In the records below, pick out all lines containing the word "white".

BEGIN Data

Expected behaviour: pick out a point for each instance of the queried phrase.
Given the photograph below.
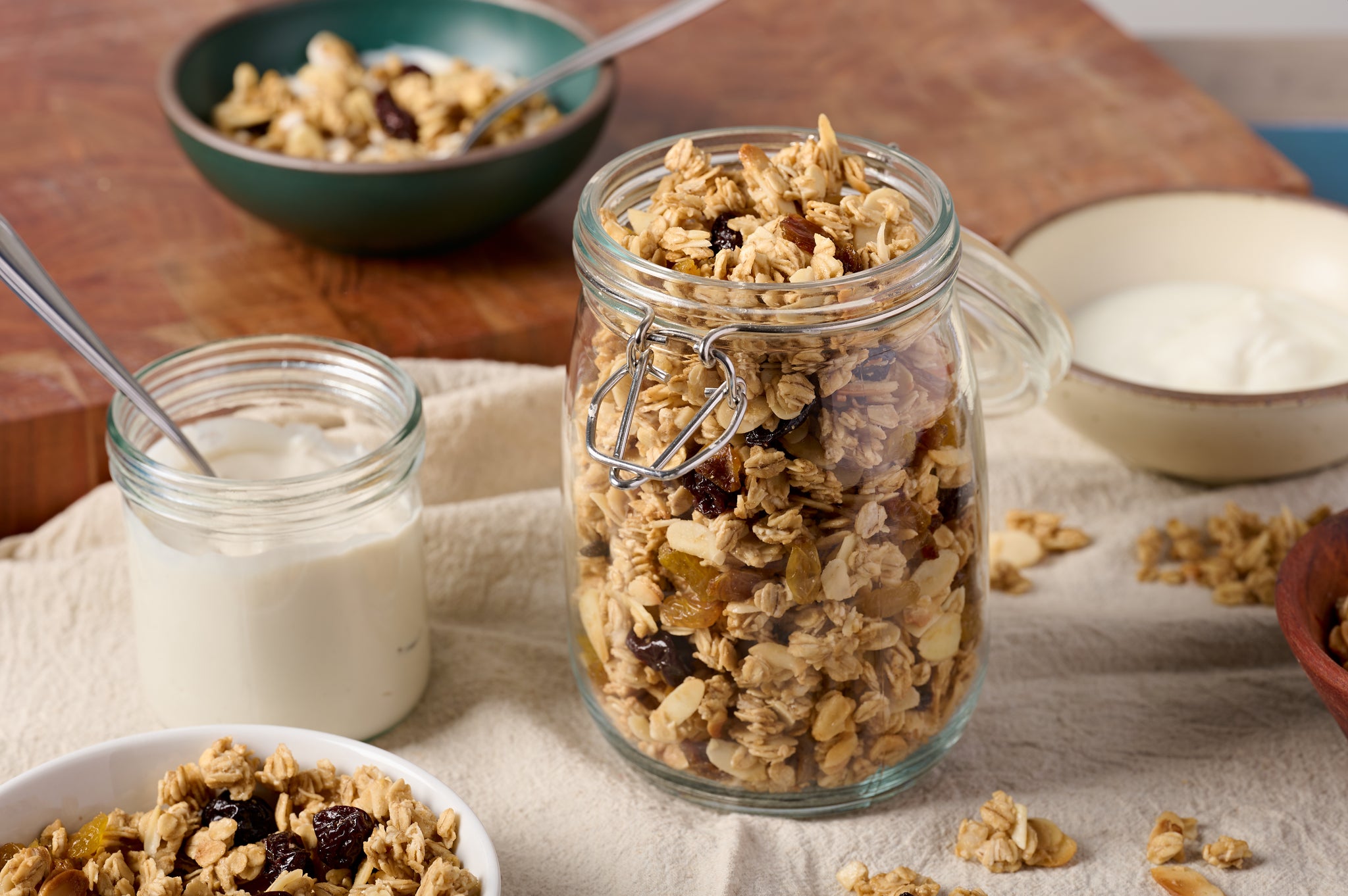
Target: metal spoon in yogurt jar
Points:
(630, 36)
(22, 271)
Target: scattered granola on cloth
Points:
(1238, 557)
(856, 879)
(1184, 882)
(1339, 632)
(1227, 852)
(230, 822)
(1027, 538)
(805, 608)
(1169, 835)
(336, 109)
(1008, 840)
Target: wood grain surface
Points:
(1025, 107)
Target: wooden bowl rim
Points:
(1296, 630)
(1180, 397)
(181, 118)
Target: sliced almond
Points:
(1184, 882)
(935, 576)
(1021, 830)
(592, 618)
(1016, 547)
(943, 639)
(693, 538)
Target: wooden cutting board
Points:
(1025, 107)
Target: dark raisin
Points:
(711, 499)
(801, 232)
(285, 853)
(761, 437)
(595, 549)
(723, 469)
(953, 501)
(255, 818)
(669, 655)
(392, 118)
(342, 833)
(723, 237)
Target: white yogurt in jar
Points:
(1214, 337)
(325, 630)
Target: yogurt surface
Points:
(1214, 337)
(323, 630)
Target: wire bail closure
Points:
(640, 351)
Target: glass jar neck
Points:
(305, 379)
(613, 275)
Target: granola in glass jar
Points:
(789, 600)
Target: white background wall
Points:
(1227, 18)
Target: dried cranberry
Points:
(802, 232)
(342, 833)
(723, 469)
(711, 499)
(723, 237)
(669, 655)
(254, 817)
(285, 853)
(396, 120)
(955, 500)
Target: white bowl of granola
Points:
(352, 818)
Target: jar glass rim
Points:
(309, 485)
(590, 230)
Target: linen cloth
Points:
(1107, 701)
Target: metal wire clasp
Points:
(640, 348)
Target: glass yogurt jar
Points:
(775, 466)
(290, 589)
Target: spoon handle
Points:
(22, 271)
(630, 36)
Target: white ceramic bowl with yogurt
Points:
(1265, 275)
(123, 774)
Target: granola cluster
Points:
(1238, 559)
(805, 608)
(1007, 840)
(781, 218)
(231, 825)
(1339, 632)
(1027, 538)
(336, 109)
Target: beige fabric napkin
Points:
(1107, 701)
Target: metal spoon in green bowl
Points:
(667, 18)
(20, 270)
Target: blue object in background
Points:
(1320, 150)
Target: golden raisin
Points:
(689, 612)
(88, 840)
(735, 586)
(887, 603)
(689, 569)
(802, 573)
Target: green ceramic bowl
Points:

END Data

=== Exercise solution ===
Target: white yogurt in jar
Target: white background wall
Target: white bowl of granola
Target: white ceramic bowl with yogurt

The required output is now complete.